= TASK INPUTS =
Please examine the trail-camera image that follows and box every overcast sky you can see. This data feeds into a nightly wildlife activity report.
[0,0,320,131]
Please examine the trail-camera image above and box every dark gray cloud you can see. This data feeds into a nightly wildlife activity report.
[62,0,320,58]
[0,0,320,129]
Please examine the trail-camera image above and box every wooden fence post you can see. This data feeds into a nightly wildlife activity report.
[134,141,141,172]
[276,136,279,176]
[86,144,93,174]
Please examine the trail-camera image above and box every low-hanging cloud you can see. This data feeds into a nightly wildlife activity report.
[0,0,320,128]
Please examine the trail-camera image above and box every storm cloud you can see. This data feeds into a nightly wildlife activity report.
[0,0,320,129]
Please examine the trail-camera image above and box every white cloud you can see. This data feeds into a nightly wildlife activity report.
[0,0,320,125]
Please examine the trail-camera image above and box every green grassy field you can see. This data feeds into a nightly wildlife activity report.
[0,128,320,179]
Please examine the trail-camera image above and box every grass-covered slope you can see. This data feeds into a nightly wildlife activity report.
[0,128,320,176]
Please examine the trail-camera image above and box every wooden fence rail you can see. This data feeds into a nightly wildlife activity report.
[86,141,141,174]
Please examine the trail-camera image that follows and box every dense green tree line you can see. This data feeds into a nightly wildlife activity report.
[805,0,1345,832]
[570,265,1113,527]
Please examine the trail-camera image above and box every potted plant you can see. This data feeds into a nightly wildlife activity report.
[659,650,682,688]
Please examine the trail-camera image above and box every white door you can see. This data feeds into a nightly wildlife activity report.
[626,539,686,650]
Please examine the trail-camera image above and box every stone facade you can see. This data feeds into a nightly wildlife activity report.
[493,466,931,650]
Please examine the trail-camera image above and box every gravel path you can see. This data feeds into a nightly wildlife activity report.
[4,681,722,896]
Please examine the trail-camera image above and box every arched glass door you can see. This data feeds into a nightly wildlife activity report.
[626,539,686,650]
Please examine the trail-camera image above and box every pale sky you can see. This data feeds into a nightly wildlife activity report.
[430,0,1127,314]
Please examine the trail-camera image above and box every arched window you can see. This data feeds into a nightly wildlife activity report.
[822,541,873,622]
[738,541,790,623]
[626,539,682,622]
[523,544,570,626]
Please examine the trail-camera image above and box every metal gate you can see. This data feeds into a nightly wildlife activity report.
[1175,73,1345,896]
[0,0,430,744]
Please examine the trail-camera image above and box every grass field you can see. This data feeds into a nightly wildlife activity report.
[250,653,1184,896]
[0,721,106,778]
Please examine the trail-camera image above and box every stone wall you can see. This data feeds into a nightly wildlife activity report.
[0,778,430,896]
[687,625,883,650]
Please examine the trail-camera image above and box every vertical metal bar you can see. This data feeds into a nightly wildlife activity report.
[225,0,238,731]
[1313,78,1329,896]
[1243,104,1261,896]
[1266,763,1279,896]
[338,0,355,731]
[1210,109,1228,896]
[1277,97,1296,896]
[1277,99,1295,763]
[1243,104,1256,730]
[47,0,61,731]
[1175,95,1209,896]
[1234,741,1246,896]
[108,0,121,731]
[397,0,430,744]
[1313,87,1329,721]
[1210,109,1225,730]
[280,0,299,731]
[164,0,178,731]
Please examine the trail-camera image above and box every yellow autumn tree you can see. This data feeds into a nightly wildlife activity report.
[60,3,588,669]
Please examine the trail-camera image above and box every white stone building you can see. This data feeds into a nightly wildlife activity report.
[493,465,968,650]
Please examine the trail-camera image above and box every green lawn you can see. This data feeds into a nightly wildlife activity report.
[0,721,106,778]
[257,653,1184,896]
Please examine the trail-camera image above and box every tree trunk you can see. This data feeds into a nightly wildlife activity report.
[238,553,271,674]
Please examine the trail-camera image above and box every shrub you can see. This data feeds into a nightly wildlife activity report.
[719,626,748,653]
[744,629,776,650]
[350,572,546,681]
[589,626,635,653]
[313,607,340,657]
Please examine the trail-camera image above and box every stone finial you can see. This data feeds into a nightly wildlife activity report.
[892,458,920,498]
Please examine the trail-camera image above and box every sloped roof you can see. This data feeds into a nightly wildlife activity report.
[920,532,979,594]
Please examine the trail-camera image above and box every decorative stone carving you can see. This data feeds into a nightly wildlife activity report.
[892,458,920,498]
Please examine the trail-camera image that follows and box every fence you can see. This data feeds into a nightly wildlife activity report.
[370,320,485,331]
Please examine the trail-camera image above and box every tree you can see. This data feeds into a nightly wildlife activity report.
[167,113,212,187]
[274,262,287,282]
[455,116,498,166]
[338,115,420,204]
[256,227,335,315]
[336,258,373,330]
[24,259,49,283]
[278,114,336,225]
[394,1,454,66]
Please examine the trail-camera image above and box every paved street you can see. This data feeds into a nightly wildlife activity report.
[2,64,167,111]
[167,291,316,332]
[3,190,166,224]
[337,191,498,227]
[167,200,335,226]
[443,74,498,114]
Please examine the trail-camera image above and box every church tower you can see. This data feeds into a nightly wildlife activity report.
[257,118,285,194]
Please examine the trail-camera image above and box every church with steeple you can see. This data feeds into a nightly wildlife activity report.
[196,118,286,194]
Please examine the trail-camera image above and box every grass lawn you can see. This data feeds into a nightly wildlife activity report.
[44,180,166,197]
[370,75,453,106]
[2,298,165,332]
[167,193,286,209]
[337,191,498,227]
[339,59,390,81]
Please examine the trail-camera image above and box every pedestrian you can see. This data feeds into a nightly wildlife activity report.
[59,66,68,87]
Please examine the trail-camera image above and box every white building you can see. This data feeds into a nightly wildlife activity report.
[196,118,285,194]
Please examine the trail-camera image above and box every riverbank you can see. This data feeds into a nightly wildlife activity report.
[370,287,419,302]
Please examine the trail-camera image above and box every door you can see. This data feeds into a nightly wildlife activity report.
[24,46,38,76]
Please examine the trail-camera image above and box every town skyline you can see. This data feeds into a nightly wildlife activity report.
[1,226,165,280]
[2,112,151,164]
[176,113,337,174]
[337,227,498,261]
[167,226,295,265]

= PROBLEM STATEMENT =
Rewrite the lines above, putting "weekly habitat survey" wherever "nightly wildlife activity report" occurs and leaving everything else unchanged.

= COMPLETED TASK =
Please examine the trail-camera image that follows and box every overcast sky you can see. This data feeds into a weekly habitat survey.
[0,0,320,131]
Please examine the trail-camera image above and box every dark gray cloud you can see. This data feeds into a weekly habitat survey.
[62,0,320,58]
[0,0,320,129]
Please examine the trail-camera image above and box every wooden fence post you can see. This data feeds into a weekly habitat survey.
[134,141,141,172]
[276,136,279,176]
[86,144,93,174]
Please examine the trail-camera image above and box every low-hanging cloud you can see. This data feeds into a weekly habitat survey.
[0,0,320,128]
Please examine the trail-camera image above and box every storm cloud you can see. This data feeds into a weekly habitat survey.
[0,0,320,129]
Please examine the trail-camera image above and box every white cloud you can see. This data feeds into a weekly habitat survey.
[0,0,320,125]
Please examine the trail-camera image above and box every green grassy field you can see. This data feeds into a weekly habitat survey.
[0,128,320,179]
Please examine the trail-camera image above and box every grass-covered slope you can see. This data feeds into a weekly habitat survey.
[0,128,320,176]
Please examine the trail-camera image above and box every wooden fence rail you can see. This data feeds into a weekly habitat survey.
[86,141,141,174]
Please examine the trail-camera image that follows and box every dense green tree line you can see. This data feeds into a weekly habitat survey.
[805,0,1345,832]
[570,265,1113,527]
Please examine the trail-camera image above and box every potted plant you can see. This data feeds into a weekly habitat survey.
[659,650,682,688]
Please examine the trail-camera image above and box every white door you can see. This data feeds into a weekly habitat survey.
[626,539,686,650]
Please examine the trail-camera image above and box every stone facade you can see. This data feeds into a weekly habitat survey.
[493,466,931,650]
Please examine the trail-camera image above and box every gravel path you can see. This data feeds into a weekly habitat survey.
[4,681,722,896]
Please examine the trail-camera image above and box every arched glass door you can see. This data feeds into a weekly habitat survey.
[626,539,686,650]
Please examine the trail-camera image above and box every pale sky you can see. This data feeds into a weekly habitat survey.
[430,0,1127,314]
Please examine the trail-camera image above and box every arched window you can see. This data feeds into a weekly habitat survey.
[822,541,873,622]
[738,541,790,623]
[626,539,682,622]
[523,544,570,626]
Please examine the trail-camera image above and box every metal gate you can see. This data feeds into a weekly habitat survey.
[1175,73,1345,896]
[0,0,430,744]
Please examine the trail-camera image above and box every grass field you can see. This data feeds into a weekly habitat survey.
[250,653,1184,896]
[0,721,106,778]
Please examine the trail-camera image above and box every stone wall you can see. This data feeds into a weekly habitat survey.
[0,778,430,896]
[687,625,883,650]
Please examine the trail-camera image above and box every vertical metal bar you can see. This data feeds into a weekly habitat survey.
[225,0,238,731]
[1313,78,1329,896]
[1243,104,1261,896]
[1266,763,1279,896]
[338,0,355,731]
[1210,109,1228,896]
[1277,97,1296,896]
[1277,99,1295,763]
[1243,104,1256,730]
[47,0,61,731]
[1175,95,1209,896]
[1234,741,1246,896]
[108,0,121,731]
[397,0,430,744]
[1313,87,1329,721]
[1210,109,1225,730]
[280,0,299,731]
[164,0,178,731]
Please examine the trail-camera image above and box every yellow autumn tree you can see. This data feeds into a weekly habitat survey.
[60,3,588,669]
Please examine the trail-camera image above and box every white stone building you can see. This data feeds into a weekly habitat survey.
[493,465,968,650]
Please examine the trail-camera image above and box every green lawn you can see. This data feeds into a weekly habitat survey.
[0,721,106,778]
[257,653,1184,896]
Please examine the trail-camera image above and box every tree trunk you can see. This data feeds into a weekly habitat survey.
[238,553,271,674]
Please examine the trail-camera image above and box every shrub you can see. This data feeds into a weekly habitat survey.
[719,626,748,653]
[744,629,776,650]
[350,572,546,681]
[589,626,635,653]
[313,607,340,657]
Please examine the trail-camera image above and box every stone finial you can see. This data feeds into a weekly habitat survey.
[892,458,920,498]
Please examine the trail-camera image above and box every sloped roof you can see. This data feeds into a weekly habitat survey.
[920,532,979,594]
Please examine the trail-camera image above and box every decorative stone carving you can see. This data feeds into a weekly habitat survey.
[892,458,920,498]
Please examine the trail-camera image that follows and box every fence you can see. This data feeds into a weekly habitat survey.
[370,320,485,331]
Please examine the trail-camera image above and box every tree you can see. This data feeds into a weekly habitat survey.
[167,113,212,187]
[274,262,287,282]
[455,116,498,166]
[338,115,420,204]
[256,227,335,315]
[336,258,373,330]
[24,259,49,283]
[278,114,336,225]
[394,1,454,66]
Please examine the trail-camera image above and box every paved street you can see. This data feeds into a weekly habitat survey.
[2,64,167,111]
[167,291,316,332]
[3,190,166,224]
[337,191,498,227]
[167,200,335,226]
[443,74,498,114]
Please examine the trail-camera image above and box every church tower you can see. This data feeds into a weekly habitat survey.
[257,118,285,194]
Please examine the trail-camera image above and box every church with steeple you can see. This data feeds into a weekly habitat survey.
[196,118,286,194]
Please examine the trail-camera image above and box every grass lawn you can see. This data feeds into a weekly habitat survey.
[44,180,166,197]
[370,75,453,106]
[2,298,165,332]
[167,193,286,209]
[337,191,498,227]
[339,59,390,81]
Please examine the trail-camera image above and box every pedestrian you can see. This data feeds into a weekly habitat survey.
[59,66,68,87]
Please examine the trail-camera image above and box every white building you can see. This data feeds into a weekly habitat survey.
[196,118,285,194]
Please examine the trail-camera image above and box every riverbank you can see. This data feeds into a weekly habitat survey.
[370,287,419,302]
Please examine the trail-camera image above and box every door you can see. This data feeds into a weekly habitat survey.
[24,46,38,76]
Please examine the trail-camera image above and box every town skyline you can see. This data feeds into a weekly habitat survey.
[1,226,165,280]
[2,112,151,164]
[176,113,337,174]
[337,227,498,261]
[167,226,295,265]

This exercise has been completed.